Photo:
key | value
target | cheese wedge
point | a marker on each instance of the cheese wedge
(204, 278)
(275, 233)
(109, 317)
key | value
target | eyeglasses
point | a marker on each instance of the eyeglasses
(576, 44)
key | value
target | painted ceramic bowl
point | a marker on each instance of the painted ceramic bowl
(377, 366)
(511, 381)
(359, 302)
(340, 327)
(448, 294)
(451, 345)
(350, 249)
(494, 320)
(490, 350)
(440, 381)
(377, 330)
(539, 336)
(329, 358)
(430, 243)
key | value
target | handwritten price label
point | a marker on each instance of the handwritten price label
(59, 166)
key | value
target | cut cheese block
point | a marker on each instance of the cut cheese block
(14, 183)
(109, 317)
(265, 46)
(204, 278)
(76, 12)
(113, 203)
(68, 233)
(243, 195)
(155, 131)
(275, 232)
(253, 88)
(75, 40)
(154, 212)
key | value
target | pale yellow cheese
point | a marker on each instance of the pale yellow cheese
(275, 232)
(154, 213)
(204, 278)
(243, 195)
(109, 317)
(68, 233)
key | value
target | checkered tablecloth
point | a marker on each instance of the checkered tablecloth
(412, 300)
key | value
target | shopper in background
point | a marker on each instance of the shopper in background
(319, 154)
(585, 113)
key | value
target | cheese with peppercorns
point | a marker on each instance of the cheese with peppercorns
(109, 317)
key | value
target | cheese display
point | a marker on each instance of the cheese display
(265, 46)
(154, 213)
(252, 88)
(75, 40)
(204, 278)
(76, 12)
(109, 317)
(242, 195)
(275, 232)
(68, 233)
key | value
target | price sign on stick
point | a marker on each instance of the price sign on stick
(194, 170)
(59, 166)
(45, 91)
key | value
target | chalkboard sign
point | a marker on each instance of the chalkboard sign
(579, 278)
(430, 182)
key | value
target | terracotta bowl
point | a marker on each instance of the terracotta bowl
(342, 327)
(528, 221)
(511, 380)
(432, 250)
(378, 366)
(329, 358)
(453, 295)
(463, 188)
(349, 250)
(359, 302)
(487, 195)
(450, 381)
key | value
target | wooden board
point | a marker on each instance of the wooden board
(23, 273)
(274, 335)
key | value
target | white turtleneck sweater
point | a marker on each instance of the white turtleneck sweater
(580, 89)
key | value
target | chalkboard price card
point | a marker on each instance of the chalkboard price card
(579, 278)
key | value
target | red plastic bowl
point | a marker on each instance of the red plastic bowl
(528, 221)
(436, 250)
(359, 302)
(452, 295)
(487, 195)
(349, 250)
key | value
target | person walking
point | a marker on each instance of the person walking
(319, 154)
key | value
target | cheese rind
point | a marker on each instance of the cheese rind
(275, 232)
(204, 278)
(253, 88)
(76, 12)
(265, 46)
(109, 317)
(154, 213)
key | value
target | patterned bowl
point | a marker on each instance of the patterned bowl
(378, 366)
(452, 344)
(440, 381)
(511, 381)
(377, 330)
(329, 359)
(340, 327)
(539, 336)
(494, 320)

→ EXERCISE PROMPT:
Would you return all of the data exactly as it stands above?

→ RESULT OF THE EXERCISE:
Photo:
key | value
target | cheese wedge
point | a marker on each instance of the cheese wedge
(204, 278)
(275, 233)
(109, 317)
key | value
target | eyeglasses
point | a marker on each instance of the eyeglasses
(576, 44)
key | value
target | painted ceramic bowl
point | a marker on each instance of the painted ceramic bowl
(377, 366)
(511, 381)
(359, 302)
(340, 327)
(448, 294)
(451, 345)
(350, 249)
(494, 320)
(490, 350)
(440, 381)
(377, 330)
(539, 336)
(329, 358)
(430, 243)
key | value
target | handwritten price label
point | a marker on each instance of the handwritten price label
(59, 166)
key | value
target | cut cheese block
point | a marker on each instance of the cut cheese block
(14, 183)
(109, 317)
(265, 46)
(204, 278)
(76, 12)
(113, 203)
(68, 233)
(243, 195)
(155, 131)
(275, 232)
(253, 88)
(75, 40)
(154, 212)
key | value
target | pale yellow cheese
point | a marker on each instance of the pale yellow cheese
(275, 232)
(154, 213)
(204, 278)
(243, 195)
(109, 317)
(68, 233)
key | value
target | checkered tablecloth
point | a marker on each instance of the checkered tablecloth
(412, 300)
key | value
target | shopper in background
point | a marker on each instance of the shopper in background
(319, 154)
(585, 113)
key | value
target | cheese with peppercorns
point | a marker on each instance of the cheese with peppercorns
(109, 317)
key | value
target | cheese display
point | a marker on each instance of the cheese display
(265, 46)
(154, 213)
(252, 88)
(75, 40)
(204, 278)
(76, 12)
(109, 317)
(242, 195)
(275, 232)
(68, 233)
key | value
target | price sign on stick
point | a marker on each instance of the price sign on stick
(194, 170)
(59, 166)
(45, 91)
key | value
target | chalkboard sign
point | a marker on each instance of the chalkboard sign
(579, 278)
(430, 182)
key | value
target | terracotta bowl
point | a marker on each instance of the terracotta bowl
(342, 327)
(528, 221)
(511, 380)
(432, 250)
(378, 366)
(329, 358)
(453, 295)
(463, 188)
(349, 250)
(359, 302)
(487, 195)
(450, 381)
key | value
target | wooden board
point | a marker on each instance of the wooden board
(23, 273)
(274, 335)
key | value
target | white turtleneck sweater
point | a marker on each instance of the white turtleneck sweater
(580, 89)
key | value
target | chalkboard price card
point | a marker on each instance of the chalkboard price card
(579, 278)
key | value
target | red plastic bowl
point | a marker on each instance of the red plastic bowl
(528, 221)
(436, 250)
(359, 302)
(452, 295)
(487, 195)
(349, 250)
key | value
target | person walking
point | a marker on each instance of the person walking
(319, 154)
key | value
target | cheese rind
point | a marker on each instance of the cheese rind
(275, 232)
(204, 278)
(253, 88)
(76, 12)
(265, 46)
(109, 317)
(154, 213)
key | value
target | patterned bowl
point | a marker on each instance of the patterned bowl
(378, 366)
(452, 344)
(440, 381)
(511, 381)
(377, 330)
(329, 359)
(340, 327)
(539, 336)
(494, 320)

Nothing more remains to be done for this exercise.